#### SOURCE:
The Effects of Celebrity Activism

In today’s digitally connected world, celebrities are frequently advocating for different causes and charities. Almost every celebrity has supported a certain cause before, whether it was something that has affected them or something they strongly believed in. Additionally, charities are always looking for a celebrity to help promote their cause and bring in more publicity. This can cause a huge spur of promoting from celebrities, whether it is ad campaigns or advocating on social media, they always bring in a huge amount of attention.

Many celebrities hold the power to support a cause and make it national news. For example, Emma Watson was a spokesperson for the little-known, HeForShe campaign, which supports gender equality. Without Emma Watson supporting the campaign, it probably would not have gained as much publicity as it did. Another example is the ALS ice bucket challenge. Various celebrities became involved and helped raise awareness. As a result, the challenge raised over $100 million. In a chapter from Henry Jenkin’s book named, Avatar Activism, he states, ” Viewers worldwide would recognize timely references to the film because of the extraordinary power of the Hollywood publicity machine.” It would make sense that many celebrities would gain recognition from this Hollywood publicity machine.

#### EXERCISE SET:
• a. According to the piece on celebrity activism, how much money did the ALS ice bucket challenge raise?
• b. Please condense the paragraph of the piece on celebrity activism that opens with "In today's digitally connected world" into two or three sentences, keeping its main facts.
• c. Rewrite the part of the piece on celebrity activism that begins at the words "Many celebrities hold" and stops after "this Hollywood publicity machine.", using "Watson" in place of "Emma Watson" each time it appears.
Leave the lines out of it; they have no role here.

#### SUPPLIED MATERIAL:
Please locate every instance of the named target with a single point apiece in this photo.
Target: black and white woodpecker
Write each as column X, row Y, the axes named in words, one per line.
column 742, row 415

#### RESULTS BY TASK:
• a. Over $100 million.

• b. Celebrities often advocate for causes and charities, usually ones that have affected them or that they strongly believe in. Charities seek celebrities to promote their causes and gain publicity. Through ad campaigns or social media, celebrities bring these causes a great deal of attention.

• c.
Many celebrities hold the power to support a cause and make it national news. For example, Watson was a spokesperson for the little-known, HeForShe campaign, which supports gender equality. Without Watson supporting the campaign, it probably would not have gained as much publicity as it did. Another example is the ALS ice bucket challenge. Various celebrities became involved and helped raise awareness. As a result, the challenge raised over $100 million. In a chapter from Henry Jenkin’s book named, Avatar Activism, he states, ” Viewers worldwide would recognize timely references to the film because of the extraordinary power of the Hollywood publicity machine.” It would make sense that many celebrities would gain recognition from this Hollywood publicity machine.